## Reading text
-- START --

TafBERTa

Overview

TafBERTa is a compact RoBERTa-style masked-language model trained on Hebrew child-directed speech (CDS).
It was developed to investigate whether a small-scale model exposed to realistic input to children can learn core grammatical regularities of Hebrew.

TafBERTa is built on two key resources:

HTBerman — a curated Hebrew CDS corpus (53 K sentences, 233 K tokens).
HeCLiMP — a grammatical minimal-pairs benchmark evaluating Determiner–Noun agreement in number and gender.

Despite having only 3.3 M parameters and being trained on just 1.8 MB of text, TafBERTa achieves grammatical performance close to large-scale Hebrew LMs such as HeRo.

Loading the model

TafBERTa was trained with add_prefix_space=True, so it must always be loaded with this flag:

from transformers import RobertaForMaskedLM, AutoTokenizer

repo = "geanita/TafBERTa"

tokenizer = AutoTokenizer.from_pretrained(repo, add_prefix_space=True)
model = RobertaForMaskedLM.from_pretrained(repo)

Hyper-parameters

Architecture: RoBERTa (3.3 M params, 10 layers, 4 heads, hidden size = 64)
Vocabulary: 7 317 subwords (trained on HTBerman)
Max sequence: 128
Training objective: Masked-Language Modeling
Batch size: 64
Epochs: 5
Hardware: 1 × RTX 6000
Training time: ≈ 105 s

Performance on HeCLiMP

HeCLiMP (Hebrew Child-Directed Linguistic Minimal Pairs) tests grammatical knowledge using controlled paradigms of agreement between a determiner and a noun, generating correct / incorrect pairs such as:

תסתכל על ה <NOUN> הזה .
תסתכל על ה <NOUN> הזאת .

Overall Accuracy on HeCLiMP

Model	Accuracy (holistic)	Accuracy (MLM-scoring)
TafBERTa	69.3 %	69.1 %
HeRo	73.5 %	73.2 %

TafBERTa reaches near-HeRo accuracy while being over 35 × smaller and trained on ~1/2000 of the data.

Corpus — HTBerman

HTBerman is a cleaned, aligned, and morphologically annotated corpus of Hebrew child-directed speech.

-- END --

## Exercise tasks
A. On the TafBERTa page, what hardware was the model trained on?
B. Rewrite the TafBERTa page from "TafBERTa was trained" to "model = RobertaForMaskedLM.from_pretrained(repo)", changing "repo" to "model_id" everywhere it occurs.

## Material
-- START --

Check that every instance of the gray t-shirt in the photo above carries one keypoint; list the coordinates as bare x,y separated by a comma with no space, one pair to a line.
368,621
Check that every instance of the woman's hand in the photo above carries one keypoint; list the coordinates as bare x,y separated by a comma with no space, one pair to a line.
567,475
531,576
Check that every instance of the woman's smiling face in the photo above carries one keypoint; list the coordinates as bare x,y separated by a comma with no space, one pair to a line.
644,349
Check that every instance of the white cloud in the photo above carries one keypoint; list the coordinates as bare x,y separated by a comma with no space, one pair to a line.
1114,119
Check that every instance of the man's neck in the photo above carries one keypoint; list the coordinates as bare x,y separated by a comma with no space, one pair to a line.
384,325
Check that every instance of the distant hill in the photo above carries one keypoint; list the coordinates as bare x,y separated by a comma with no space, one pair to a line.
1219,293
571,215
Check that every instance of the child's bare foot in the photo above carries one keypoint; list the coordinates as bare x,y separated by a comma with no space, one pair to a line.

-- END --

## Answers to the problems
A. One RTX 6000.

B.
TafBERTa was trained with add_prefix_space=True, so it must always be loaded with this flag:

from transformers import RobertaForMaskedLM, AutoTokenizer

model_id = "geanita/TafBERTa"

tokenizer = AutoTokenizer.from_pretrained(model_id, add_prefix_space=True)
model = RobertaForMaskedLM.from_pretrained(model_id)